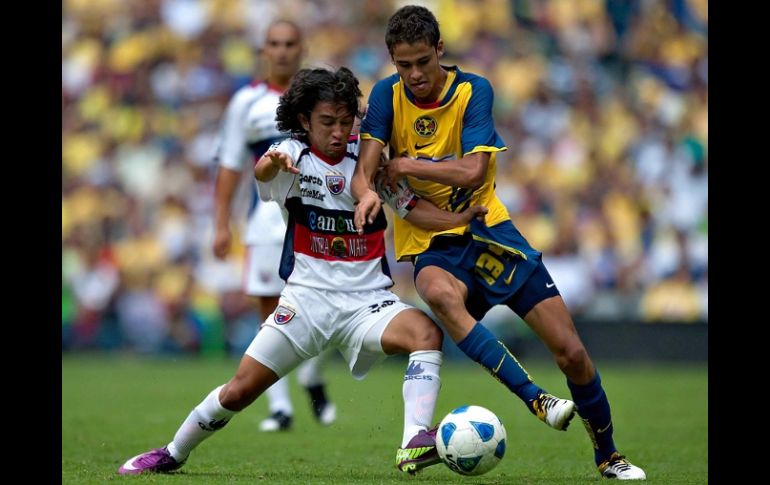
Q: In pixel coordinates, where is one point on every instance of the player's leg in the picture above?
(543, 309)
(443, 284)
(310, 377)
(381, 326)
(412, 332)
(278, 396)
(262, 282)
(269, 355)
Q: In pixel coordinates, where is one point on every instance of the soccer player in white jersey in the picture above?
(337, 280)
(248, 129)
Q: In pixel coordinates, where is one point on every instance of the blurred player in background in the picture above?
(248, 129)
(336, 292)
(438, 123)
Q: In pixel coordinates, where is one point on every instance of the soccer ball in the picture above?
(471, 440)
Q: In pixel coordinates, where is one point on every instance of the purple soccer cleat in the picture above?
(419, 453)
(158, 460)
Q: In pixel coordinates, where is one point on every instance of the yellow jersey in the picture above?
(458, 124)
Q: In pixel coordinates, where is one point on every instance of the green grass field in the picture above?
(116, 407)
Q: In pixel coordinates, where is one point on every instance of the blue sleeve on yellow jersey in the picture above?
(378, 121)
(478, 125)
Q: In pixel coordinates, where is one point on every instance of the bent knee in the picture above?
(429, 337)
(235, 396)
(573, 359)
(442, 296)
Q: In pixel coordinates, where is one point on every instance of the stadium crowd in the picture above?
(603, 105)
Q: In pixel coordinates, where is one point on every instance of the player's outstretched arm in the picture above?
(469, 171)
(224, 189)
(368, 205)
(426, 215)
(271, 163)
(420, 212)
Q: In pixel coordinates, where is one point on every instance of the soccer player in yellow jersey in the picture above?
(437, 121)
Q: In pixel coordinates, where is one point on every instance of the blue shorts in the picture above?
(492, 276)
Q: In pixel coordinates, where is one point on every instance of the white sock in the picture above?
(309, 372)
(278, 397)
(208, 417)
(420, 390)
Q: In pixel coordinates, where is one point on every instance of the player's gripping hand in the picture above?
(478, 212)
(282, 161)
(367, 208)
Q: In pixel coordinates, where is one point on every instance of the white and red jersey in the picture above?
(322, 248)
(248, 129)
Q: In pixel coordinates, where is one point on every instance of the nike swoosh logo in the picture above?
(510, 276)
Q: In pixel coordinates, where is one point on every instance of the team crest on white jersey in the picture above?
(283, 315)
(335, 183)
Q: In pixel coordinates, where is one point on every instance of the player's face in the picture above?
(418, 66)
(329, 128)
(283, 50)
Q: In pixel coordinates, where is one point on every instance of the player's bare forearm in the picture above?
(426, 215)
(469, 171)
(224, 189)
(368, 201)
(271, 163)
(368, 161)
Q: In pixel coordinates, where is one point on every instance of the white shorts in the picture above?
(260, 273)
(313, 320)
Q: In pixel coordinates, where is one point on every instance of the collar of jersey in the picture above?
(326, 158)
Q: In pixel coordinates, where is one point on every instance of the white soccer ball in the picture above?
(471, 440)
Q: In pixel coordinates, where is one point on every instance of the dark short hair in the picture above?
(311, 86)
(412, 24)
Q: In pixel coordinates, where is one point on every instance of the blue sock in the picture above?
(594, 408)
(483, 347)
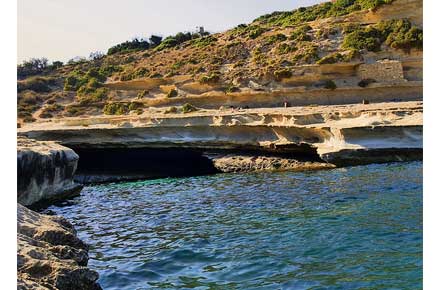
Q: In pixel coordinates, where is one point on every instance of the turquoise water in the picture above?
(350, 228)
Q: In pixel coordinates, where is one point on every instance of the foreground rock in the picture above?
(49, 254)
(243, 163)
(338, 134)
(45, 171)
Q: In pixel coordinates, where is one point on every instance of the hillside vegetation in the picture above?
(264, 53)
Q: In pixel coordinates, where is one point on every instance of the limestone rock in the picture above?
(243, 163)
(45, 171)
(50, 255)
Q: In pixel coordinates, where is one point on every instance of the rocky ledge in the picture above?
(45, 171)
(337, 134)
(50, 255)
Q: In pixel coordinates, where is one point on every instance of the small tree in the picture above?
(96, 55)
(155, 40)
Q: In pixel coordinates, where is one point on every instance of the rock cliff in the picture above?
(45, 172)
(339, 134)
(49, 254)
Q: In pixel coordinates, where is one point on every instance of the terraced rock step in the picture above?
(50, 255)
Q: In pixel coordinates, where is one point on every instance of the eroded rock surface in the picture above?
(50, 255)
(45, 171)
(345, 134)
(243, 163)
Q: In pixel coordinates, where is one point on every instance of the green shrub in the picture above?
(279, 37)
(255, 31)
(134, 106)
(364, 38)
(203, 41)
(31, 67)
(307, 54)
(364, 83)
(28, 103)
(53, 108)
(36, 84)
(330, 85)
(331, 58)
(188, 108)
(116, 109)
(319, 11)
(284, 48)
(300, 34)
(29, 119)
(134, 45)
(171, 110)
(398, 34)
(142, 94)
(45, 115)
(211, 78)
(74, 110)
(282, 74)
(172, 93)
(93, 97)
(231, 89)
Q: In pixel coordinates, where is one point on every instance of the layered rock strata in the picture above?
(50, 255)
(340, 134)
(45, 172)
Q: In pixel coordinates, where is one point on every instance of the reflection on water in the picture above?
(351, 228)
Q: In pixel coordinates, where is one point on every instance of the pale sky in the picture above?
(63, 29)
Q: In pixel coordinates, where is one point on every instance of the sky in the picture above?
(63, 29)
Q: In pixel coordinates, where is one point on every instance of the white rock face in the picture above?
(45, 171)
(340, 134)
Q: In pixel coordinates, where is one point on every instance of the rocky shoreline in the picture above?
(45, 172)
(49, 253)
(297, 139)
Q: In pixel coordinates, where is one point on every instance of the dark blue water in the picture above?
(352, 228)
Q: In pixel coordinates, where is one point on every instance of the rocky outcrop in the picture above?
(45, 171)
(321, 131)
(247, 163)
(50, 255)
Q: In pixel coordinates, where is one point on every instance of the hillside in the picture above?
(337, 52)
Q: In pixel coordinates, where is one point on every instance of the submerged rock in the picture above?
(45, 171)
(50, 255)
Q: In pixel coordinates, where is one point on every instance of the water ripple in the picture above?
(350, 228)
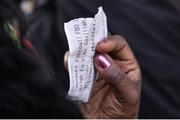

──────────

**DESCRIPTION OF THE TASK:** Begin at the line of the data that has "hillside in the picture above?" and stop after the last line of the data. Rewrite those lines in full, shifting every coordinate in the answers by -126, and leave the pictures out.

**RESULT BELOW:**
Q: In pixel coordinates, where is one point on every instance of the hillside in the picture above?
(211, -74)
Q: In pixel coordinates, where is one point on every instance of the submerged rock in the picture above?
(-81, 45)
(-76, 129)
Q: In pixel coordinates, where is one point on every instance of the water ripple in the picture above?
(224, 102)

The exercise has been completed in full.